Série d'exercices.
1 > Recopiez mot pour mot le passage du texte sur les assurtechs qui commence par « Ils sont d’avis » et se termine par « par les assurtechs. ».
2 > D'après le texte sur les assurtechs, en quelle année Geosapiens a-t-elle remporté le premier prix à la compétition technologique Aquahacking ?

Texte extrait.
L’activité de financement en capital-risque a aussi ralenti au cours du deuxième trimestre, ce qui a forcé de nombreuses start-ups à revoir leurs dépenses. 

Certaines ont choisi de réduire temporairement leur personnel afin de préserver leur capital, ainsi que « pour prévenir des cycles de vente B2B plus longs » en raison de la COVID-19, estiment David Nault et Laviva Mazhar, respectivement associé directeur et associée en investissements chez Luge Capital, un fonds de capital de risque pour les sociétés de technologie financière en démarrage.

Les start-ups déjà financées n’ont toutefois pas vu les investisseurs retirer leurs billes, selon eux. « Les assurtechs qui étaient déjà bien financées en ont même profité pour embaucher les meilleurs talents issus d’entreprises qui ont dû les laisser partir », ajoutent-ils.

« Au cours des premiers mois de la pandémie, moins d’investisseurs cherchaient à faire de nouveaux investissements, car ils se concentraient sur le soutien aux entreprises déjà présentes dans leur portfolio. Luge Capital a réalisé deux nouveaux investissements au cours de cette période », indiquent David Nault et Laviva Mazhar. Ils précisent continuer de rencontrer activement des entreprises avec leurs co-investisseurs, en vue d’« en faire d’autres ». 

Ils sont d’avis que la pandémie a accéléré et continuera d’accélérer l’adoption de solutions numériques par les opérateurs historiques tels que les assureurs et les courtiers, ce qui activera directement la demande pour les solutions proposées par les assurtechs. 

Selon eux, la crise découlant de la COVID-19 a aussi permis de « tester et continuera de tester la force et la viabilité des solutions développées par les assurtechs, et aidera à séparer les gagnants des perdants ». Pour cette raison, ils croient que la situation entraînera des conséquences « globalement positives pour l’écosystème assurtech et pour des fonds comme Luge Capital qui financent ces entreprises ».

Cinq assurtechs proposant des solutions au Québec 

Baseline Télématique, de Laval, a été fondée en 1994 par Paul-André Savoie, qui en dirige toujours la destinée. L’une des pionnières des assurtechs au Canada, elle a introduit la télématique dans le secteur des assurances en 2009 en développant le premier produit d’assurance UBI (basé sur les habitudes de conduite) au Canada pour l’Industrielle Alliance, Mobiliz.ca.

Geosapiens, de Québec, a développé E-NUNDATION, une plateforme web qui permet une cartographie dynamique et prévisionnelle des risques d’inondation. Elle produit un rapport détaillé sur le niveau de risque d’inondation et les dommages financiers associés. Constituée en 2017, Geosapiens a remporté le premier prix à la compétition technologique Aquahacking 2018. Hachem Agili, le cofondateur et PDG, s’est mérité le Prix Mitac Entrepreneur social 2019.

Données fournies.

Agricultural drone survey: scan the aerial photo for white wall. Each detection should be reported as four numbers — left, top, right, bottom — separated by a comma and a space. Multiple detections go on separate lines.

Corrigé des exercices.
1 >
Ils sont d’avis que la pandémie a accéléré et continuera d’accélérer l’adoption de solutions numériques par les opérateurs historiques tels que les assureurs et les courtiers, ce qui activera directement la demande pour les solutions proposées par les assurtechs.

2 > En 2018.